Document segment>

________

Business News
2 min read | Updated on July 11, 2024, 19:51 IST
SUMMARY
Consumer inflation the US came in lower than expected at 3%, pushing stock futures higher and giving hopes the Federal Reserve could cut interest rates soon for the first time in four years.
US inflation falls below expectation in June
The much-awaited headline consumer price index (CPI) for the US economy came in at 3 % in June, slowing from 3.3% in May and the lowest since December 2023.
The number is below economists’ expectations of 3.1%, which gives a fillip to hopes that the Federal Reserve is on track to cut rates in September for the first time since March 2020.
The June Core CPI, which excludes volatile food and energy prices, rose 0.1% month-on-month, slower than the 0.2% in May.
US stock futures turned from trading in the red before the release to jumping in the green.
The softening of inflation will bolster the Federal Reserve’s confidence that inflation is on track to move sustainably towards its long-term target of achieving 2%.
Between April 2021 and July 2022, inflation in the US surged from 2.6% to 9.1%, a multi-decade high, as government measures to boost the post-COVID economy resulted in excessive demand.
To combat this, the Federal Reserve increased the Fed Funds Rate from a historic low of 0.25% in March 2022 to a high of 5.5% in July 2023.

________

Exercises to complete>
1. According to the article on US inflation, what was the headline consumer price index in May?
2. Transcribe the part of the US inflation article starting at "The number is" and ending at "of achieving 2%.".
Rely only on the article above for what follows.

Spatial localization data
________

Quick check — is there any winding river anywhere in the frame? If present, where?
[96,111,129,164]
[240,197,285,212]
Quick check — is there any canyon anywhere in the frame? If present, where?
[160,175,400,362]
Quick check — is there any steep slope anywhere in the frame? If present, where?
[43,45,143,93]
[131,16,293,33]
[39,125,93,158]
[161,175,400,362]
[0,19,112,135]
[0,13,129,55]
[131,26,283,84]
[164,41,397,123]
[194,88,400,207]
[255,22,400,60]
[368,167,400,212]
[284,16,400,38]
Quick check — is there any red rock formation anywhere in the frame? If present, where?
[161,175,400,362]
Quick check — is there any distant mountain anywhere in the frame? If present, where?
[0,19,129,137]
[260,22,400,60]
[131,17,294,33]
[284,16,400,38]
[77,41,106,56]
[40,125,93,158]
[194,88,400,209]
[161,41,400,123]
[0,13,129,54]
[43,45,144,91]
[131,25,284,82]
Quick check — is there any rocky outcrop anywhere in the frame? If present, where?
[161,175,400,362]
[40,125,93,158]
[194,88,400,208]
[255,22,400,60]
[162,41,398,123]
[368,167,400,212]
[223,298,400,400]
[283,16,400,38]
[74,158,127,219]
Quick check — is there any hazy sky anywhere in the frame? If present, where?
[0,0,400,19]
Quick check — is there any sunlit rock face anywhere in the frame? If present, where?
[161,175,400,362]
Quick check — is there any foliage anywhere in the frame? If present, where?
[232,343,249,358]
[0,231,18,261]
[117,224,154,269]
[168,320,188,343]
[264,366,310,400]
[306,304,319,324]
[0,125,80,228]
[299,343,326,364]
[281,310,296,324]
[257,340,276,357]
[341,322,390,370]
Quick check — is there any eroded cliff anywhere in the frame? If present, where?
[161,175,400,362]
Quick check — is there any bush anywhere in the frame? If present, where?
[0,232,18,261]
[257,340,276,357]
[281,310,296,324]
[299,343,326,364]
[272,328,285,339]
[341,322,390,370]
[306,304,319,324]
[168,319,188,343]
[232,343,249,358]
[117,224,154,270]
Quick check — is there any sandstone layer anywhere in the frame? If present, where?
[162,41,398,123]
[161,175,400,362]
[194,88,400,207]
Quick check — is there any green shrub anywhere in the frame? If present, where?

________

Answers by task>
1. 3.3%

2.
The number is below economists’ expectations of 3.1%, which gives a fillip to hopes that the Federal Reserve is on track to cut rates in September for the first time since March 2020.
The June Core CPI, which excludes volatile food and energy prices, rose 0.1% month-on-month, slower than the 0.2% in May.
US stock futures turned from trading in the red before the release to jumping in the green.
The softening of inflation will bolster the Federal Reserve’s confidence that inflation is on track to move sustainably towards its long-term target of achieving 2%.